- [WORK TO BE COMPLETED] Render every line of the listing below as a Markdown table with the columns Row and Line, numbering the lines in order and omitting any blank ones.

[Records from a dataset]
"""

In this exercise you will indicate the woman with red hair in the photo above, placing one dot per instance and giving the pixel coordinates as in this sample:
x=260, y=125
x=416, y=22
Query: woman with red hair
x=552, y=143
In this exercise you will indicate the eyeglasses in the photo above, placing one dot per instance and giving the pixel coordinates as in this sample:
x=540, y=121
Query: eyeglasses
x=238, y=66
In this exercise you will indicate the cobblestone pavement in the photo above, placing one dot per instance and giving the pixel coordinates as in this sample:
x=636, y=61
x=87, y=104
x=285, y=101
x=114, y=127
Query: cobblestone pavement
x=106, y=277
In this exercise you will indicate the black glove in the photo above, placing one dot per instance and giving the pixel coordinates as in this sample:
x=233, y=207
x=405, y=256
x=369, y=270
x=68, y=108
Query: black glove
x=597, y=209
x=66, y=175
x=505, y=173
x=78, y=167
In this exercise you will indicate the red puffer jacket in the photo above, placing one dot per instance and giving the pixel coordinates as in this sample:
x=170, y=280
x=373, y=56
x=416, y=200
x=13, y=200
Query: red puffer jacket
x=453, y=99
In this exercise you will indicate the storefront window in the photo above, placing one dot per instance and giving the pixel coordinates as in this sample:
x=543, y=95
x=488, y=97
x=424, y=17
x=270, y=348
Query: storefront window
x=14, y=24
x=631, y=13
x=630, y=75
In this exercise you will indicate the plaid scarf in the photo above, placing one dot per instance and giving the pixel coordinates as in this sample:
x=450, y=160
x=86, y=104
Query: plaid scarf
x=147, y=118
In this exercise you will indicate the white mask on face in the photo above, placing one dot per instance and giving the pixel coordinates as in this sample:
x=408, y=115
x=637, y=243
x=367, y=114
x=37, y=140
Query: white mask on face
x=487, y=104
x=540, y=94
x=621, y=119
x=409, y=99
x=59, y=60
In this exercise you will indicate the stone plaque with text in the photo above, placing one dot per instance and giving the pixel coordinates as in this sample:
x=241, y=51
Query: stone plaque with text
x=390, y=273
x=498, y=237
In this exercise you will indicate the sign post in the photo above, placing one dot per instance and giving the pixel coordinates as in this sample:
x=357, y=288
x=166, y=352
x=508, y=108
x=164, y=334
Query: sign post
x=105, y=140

"""

- [EXPECTED OUTPUT]
| Row | Line |
|---|---|
| 1 | In this exercise you will indicate the woman with red hair in the photo above, placing one dot per instance and giving the pixel coordinates as in this sample: |
| 2 | x=260, y=125 |
| 3 | x=416, y=22 |
| 4 | Query: woman with red hair |
| 5 | x=552, y=143 |
| 6 | In this exercise you will indicate the eyeglasses in the photo above, placing one dot per instance and giving the pixel coordinates as in this sample: |
| 7 | x=540, y=121 |
| 8 | Query: eyeglasses |
| 9 | x=238, y=66 |
| 10 | In this exercise you will indicate the cobblestone pavement in the photo above, placing one dot per instance and giving the pixel coordinates as in this sample: |
| 11 | x=636, y=61 |
| 12 | x=87, y=104 |
| 13 | x=285, y=101 |
| 14 | x=114, y=127 |
| 15 | Query: cobblestone pavement |
| 16 | x=106, y=277 |
| 17 | In this exercise you will indicate the black glove in the photo above, placing one dot per instance and giving the pixel coordinates as in this sample: |
| 18 | x=233, y=207 |
| 19 | x=405, y=256 |
| 20 | x=369, y=270 |
| 21 | x=68, y=108 |
| 22 | Query: black glove |
| 23 | x=597, y=209 |
| 24 | x=66, y=175 |
| 25 | x=505, y=173 |
| 26 | x=78, y=167 |
| 27 | In this exercise you will indicate the red puffer jacket in the photo above, placing one dot per instance and giving the pixel coordinates as in this sample: |
| 28 | x=170, y=280 |
| 29 | x=373, y=56 |
| 30 | x=416, y=200 |
| 31 | x=13, y=200 |
| 32 | Query: red puffer jacket |
| 33 | x=453, y=99 |
| 34 | In this exercise you will indicate the storefront window in the photo above, placing one dot per instance and giving the pixel coordinates as in this sample: |
| 35 | x=543, y=95 |
| 36 | x=488, y=97 |
| 37 | x=424, y=17 |
| 38 | x=270, y=348 |
| 39 | Query: storefront window |
| 40 | x=14, y=24 |
| 41 | x=631, y=13 |
| 42 | x=630, y=75 |
| 43 | In this exercise you will indicate the plaid scarf in the photo above, placing one dot per instance and giving the pixel coordinates as in this sample: |
| 44 | x=450, y=160 |
| 45 | x=86, y=104 |
| 46 | Query: plaid scarf |
| 47 | x=147, y=118 |
| 48 | In this exercise you will indicate the white mask on face in the photo above, placing one dot per instance and giving the pixel coordinates as in this sample: |
| 49 | x=408, y=115 |
| 50 | x=637, y=243 |
| 51 | x=367, y=114 |
| 52 | x=37, y=140 |
| 53 | Query: white mask on face |
| 54 | x=487, y=104 |
| 55 | x=540, y=94 |
| 56 | x=621, y=119 |
| 57 | x=409, y=99 |
| 58 | x=59, y=60 |
| 59 | In this exercise you will indicate the stone plaque with text in the photo above, placing one dot per instance and giving the pixel coordinates as in this sample: |
| 60 | x=241, y=51 |
| 61 | Query: stone plaque with text |
| 62 | x=390, y=273 |
| 63 | x=498, y=237 |
| 64 | In this exercise you will indicate the sign post in the photo above, placing one dot per instance and giving the pixel coordinates as in this sample: |
| 65 | x=357, y=288 |
| 66 | x=166, y=352 |
| 67 | x=508, y=108 |
| 68 | x=164, y=334 |
| 69 | Query: sign post |
| 70 | x=105, y=140 |